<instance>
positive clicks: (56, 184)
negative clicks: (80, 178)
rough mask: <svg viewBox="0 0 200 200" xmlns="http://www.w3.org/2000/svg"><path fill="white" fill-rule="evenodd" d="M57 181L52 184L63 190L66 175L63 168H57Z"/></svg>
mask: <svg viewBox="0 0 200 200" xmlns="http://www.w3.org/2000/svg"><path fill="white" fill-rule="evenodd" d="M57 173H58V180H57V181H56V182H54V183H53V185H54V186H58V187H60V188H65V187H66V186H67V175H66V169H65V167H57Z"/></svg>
--
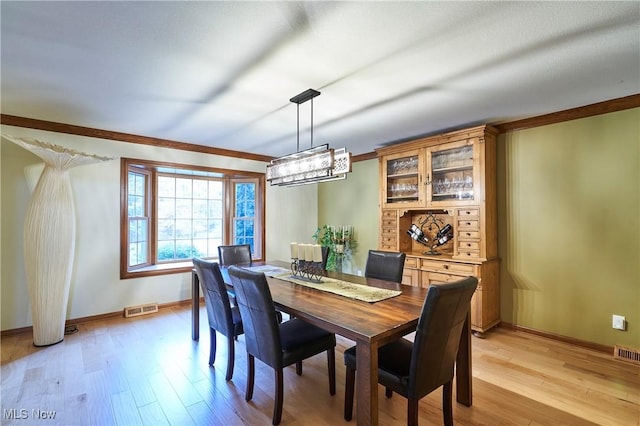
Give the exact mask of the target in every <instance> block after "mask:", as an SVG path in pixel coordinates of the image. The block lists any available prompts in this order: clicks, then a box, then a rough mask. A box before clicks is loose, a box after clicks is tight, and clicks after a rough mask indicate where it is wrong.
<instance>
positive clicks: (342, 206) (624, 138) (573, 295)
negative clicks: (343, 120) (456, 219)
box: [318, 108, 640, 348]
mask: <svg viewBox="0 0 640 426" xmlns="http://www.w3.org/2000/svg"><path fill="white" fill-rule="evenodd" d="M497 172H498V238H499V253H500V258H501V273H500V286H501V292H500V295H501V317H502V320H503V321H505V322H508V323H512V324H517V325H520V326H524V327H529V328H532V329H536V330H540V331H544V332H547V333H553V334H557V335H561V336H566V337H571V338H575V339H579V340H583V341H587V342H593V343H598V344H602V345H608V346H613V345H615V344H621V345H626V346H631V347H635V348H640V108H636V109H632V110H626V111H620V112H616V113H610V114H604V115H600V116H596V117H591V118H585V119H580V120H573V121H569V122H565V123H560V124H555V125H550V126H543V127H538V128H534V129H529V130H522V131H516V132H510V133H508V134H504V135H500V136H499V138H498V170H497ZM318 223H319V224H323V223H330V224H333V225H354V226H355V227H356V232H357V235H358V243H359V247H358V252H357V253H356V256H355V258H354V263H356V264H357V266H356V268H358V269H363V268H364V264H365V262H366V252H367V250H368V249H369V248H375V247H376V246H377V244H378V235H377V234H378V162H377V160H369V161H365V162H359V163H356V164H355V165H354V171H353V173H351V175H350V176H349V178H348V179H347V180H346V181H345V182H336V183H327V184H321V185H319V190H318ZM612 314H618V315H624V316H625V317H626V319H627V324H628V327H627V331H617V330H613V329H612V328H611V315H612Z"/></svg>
...
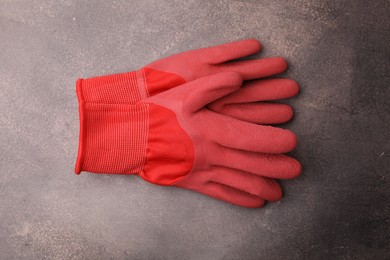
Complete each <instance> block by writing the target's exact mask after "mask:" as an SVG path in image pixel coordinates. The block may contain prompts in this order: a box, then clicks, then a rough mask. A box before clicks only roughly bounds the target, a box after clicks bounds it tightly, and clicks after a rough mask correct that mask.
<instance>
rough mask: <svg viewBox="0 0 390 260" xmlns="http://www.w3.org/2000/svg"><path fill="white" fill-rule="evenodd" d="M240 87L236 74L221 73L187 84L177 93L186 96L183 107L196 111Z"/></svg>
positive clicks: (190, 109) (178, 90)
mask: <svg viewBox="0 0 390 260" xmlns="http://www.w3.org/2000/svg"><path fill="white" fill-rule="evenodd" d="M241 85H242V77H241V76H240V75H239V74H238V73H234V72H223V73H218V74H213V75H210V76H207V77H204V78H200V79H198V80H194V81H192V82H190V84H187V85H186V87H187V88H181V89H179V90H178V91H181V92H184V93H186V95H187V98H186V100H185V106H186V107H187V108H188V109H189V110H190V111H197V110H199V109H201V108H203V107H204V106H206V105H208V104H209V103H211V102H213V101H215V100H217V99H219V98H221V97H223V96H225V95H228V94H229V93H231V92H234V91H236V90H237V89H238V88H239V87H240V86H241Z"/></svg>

**What is being asked**
How many lines in the entries above contain the string "positive", with case counting? Give only the number.

**Worked solution**
3